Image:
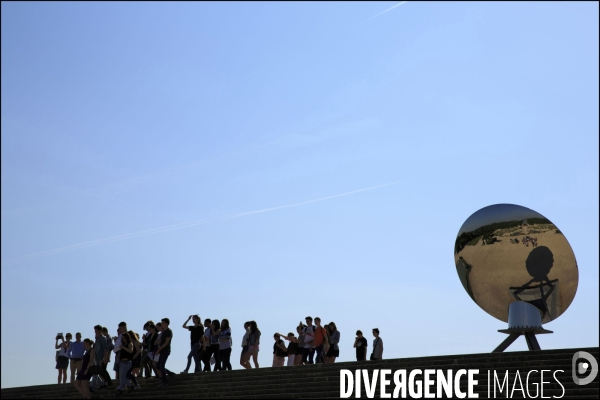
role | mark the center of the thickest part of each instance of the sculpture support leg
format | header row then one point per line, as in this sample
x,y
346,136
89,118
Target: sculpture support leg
x,y
507,342
532,342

◆ ◆ ◆ ◆ ◆ ◆ ◆

» **Exercise**
Find each line of the material above that contains the word "support", and copy those lines out in full.

» **Task answer**
role | mark the center of the thickest part of each instance of the sculpture support leg
Target: sculpture support leg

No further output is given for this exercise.